Enunciado A => Reproduza integralmente, sem qualquer alteração, o texto sobre metáforas visuais e multimodais no cotidiano.

Trecho do documento =>
/---

OS OLHOS TAMBÉM METAFORIZAM: as metáforas visuais e multimodais no nosso cotidiano
Olá, leitores! Que bom ter vocês por aqui, nesse nosso espaço onde palavra, imagem e pensamento se encontram pra conversar – com cuidado, com crítica, com criatividade. 📸✨ Hoje, o assunto é aquilo que muitas vezes passa batido no meio da correria: as imagens que dizem mais do que mostram.
A palavra “metáfora” vem do grego metaphorá,
que significa literalmente “transferência”. Na Antiguidade, já se entendia a
metáfora como esse movimento de transportar sentido de um lugar para
outro. Ao longo dos séculos, ela se consolidou como um recurso típico
da linguagem poética – mas nunca se limitou a ela. Pelo contrário: metáforas
organizam o nosso pensamento, estruturam o modo como percebemos o mundo e até
como tomamos decisões cotidianas.

\---

Enunciado B => Localize nos registros abaixo todas as linhas que contêm a sequência "woman" e copie cada uma delas.

Linhas de registros =>
/---

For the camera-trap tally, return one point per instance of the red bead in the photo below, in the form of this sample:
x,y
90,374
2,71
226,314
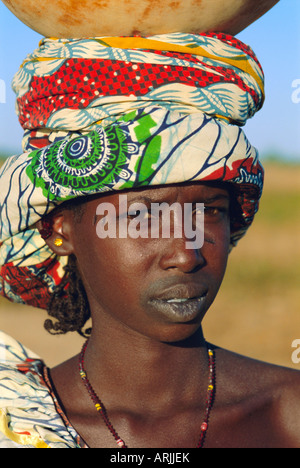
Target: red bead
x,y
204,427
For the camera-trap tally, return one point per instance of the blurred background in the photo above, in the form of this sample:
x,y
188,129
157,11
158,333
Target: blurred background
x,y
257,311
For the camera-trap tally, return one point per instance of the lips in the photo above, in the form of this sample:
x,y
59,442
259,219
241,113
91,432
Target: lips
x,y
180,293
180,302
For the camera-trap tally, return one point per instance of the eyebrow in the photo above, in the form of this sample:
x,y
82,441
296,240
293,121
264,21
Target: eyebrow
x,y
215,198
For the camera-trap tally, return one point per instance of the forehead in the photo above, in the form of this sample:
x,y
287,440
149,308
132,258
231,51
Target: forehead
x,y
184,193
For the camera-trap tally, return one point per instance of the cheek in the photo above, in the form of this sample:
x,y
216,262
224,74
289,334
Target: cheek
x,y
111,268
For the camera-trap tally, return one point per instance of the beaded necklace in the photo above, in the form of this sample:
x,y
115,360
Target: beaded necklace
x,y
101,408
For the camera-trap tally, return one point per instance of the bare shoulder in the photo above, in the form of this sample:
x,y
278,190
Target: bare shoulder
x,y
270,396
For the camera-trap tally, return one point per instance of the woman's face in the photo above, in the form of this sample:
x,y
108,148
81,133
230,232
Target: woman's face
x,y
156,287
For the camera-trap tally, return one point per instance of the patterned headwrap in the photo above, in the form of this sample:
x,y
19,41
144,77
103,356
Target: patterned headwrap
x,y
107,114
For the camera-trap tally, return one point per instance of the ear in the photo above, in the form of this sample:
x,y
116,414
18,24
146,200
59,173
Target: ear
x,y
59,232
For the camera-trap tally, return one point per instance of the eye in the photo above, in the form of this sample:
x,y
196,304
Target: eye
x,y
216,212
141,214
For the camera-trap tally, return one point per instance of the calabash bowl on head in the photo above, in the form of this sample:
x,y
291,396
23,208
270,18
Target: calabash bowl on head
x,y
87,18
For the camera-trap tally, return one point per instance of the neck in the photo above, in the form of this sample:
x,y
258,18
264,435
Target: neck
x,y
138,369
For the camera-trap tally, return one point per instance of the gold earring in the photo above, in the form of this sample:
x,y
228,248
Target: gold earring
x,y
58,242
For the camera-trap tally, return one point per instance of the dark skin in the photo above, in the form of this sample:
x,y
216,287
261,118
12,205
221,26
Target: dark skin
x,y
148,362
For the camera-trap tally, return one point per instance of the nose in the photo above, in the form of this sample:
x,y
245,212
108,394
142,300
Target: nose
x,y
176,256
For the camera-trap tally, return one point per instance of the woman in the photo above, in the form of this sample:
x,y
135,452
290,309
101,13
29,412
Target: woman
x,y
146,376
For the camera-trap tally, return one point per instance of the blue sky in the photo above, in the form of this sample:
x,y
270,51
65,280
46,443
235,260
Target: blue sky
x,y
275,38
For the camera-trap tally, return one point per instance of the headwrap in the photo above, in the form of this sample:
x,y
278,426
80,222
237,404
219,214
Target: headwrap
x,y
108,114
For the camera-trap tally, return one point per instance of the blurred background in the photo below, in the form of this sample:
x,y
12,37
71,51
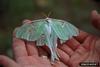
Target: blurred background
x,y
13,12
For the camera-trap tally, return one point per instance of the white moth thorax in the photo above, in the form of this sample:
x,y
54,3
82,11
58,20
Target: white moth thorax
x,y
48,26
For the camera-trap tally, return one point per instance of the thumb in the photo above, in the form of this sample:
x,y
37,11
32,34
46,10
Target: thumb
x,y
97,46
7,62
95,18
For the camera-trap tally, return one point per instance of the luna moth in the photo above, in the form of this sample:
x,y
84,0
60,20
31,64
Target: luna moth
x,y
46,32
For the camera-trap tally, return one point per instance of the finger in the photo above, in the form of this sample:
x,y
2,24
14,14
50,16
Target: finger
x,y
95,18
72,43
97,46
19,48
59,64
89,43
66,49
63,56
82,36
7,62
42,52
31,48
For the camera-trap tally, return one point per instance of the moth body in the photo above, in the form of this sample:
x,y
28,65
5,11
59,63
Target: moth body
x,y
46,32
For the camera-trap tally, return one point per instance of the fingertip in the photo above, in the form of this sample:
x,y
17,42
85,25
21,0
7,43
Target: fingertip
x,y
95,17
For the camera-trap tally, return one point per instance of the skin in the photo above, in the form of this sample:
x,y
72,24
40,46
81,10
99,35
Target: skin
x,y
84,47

\---

Resolução comentada A =>
OS OLHOS TAMBÉM METAFORIZAM: as metáforas visuais e multimodais no nosso cotidiano
Olá, leitores! Que bom ter vocês por aqui, nesse nosso espaço onde palavra, imagem e pensamento se encontram pra conversar – com cuidado, com crítica, com criatividade. 📸✨ Hoje, o assunto é aquilo que muitas vezes passa batido no meio da correria: as imagens que dizem mais do que mostram.
A palavra “metáfora” vem do grego metaphorá,
que significa literalmente “transferência”. Na Antiguidade, já se entendia a
metáfora como esse movimento de transportar sentido de um lugar para
outro. Ao longo dos séculos, ela se consolidou como um recurso típico
da linguagem poética – mas nunca se limitou a ela. Pelo contrário: metáforas
organizam o nosso pensamento, estruturam o modo como percebemos o mundo e até
como tomamos decisões cotidianas.

Resolução comentada B =>
For the camera-trap tally, return one point per instance of the woman's face in the photo above, in the form of this sample:
Target: woman's face
For the camera-trap tally, return one point per instance of the woman in the photo above, in the form of this sample:
Target: woman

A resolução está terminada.